• EXERCISE PROMPT: Each entry needs to be retyped exactly.

* * *

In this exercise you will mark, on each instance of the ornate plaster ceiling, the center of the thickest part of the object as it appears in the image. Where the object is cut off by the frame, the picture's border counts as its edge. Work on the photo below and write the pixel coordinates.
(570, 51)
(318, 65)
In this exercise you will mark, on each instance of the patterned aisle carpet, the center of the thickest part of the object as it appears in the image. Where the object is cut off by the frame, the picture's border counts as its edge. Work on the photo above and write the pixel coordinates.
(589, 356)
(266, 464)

* * *

• RESPONSE AREA:
In this exercise you will mark, on each instance of the ornate plaster ceiling, the center of the thickest part of the object as it appears in the image. Where the object is cut off by the frame, the picture's border counts as its edge. Work on the photo below and write the pixel coordinates.
(570, 51)
(318, 65)
In this exercise you will mark, on each instance of the patterned aisle carpet, the center of the thickest part of the object as it appears in the image. Where the object is cut off by the frame, the picture's border counts as its edge. Work on the photo above and write the pixel coordinates.
(589, 356)
(266, 464)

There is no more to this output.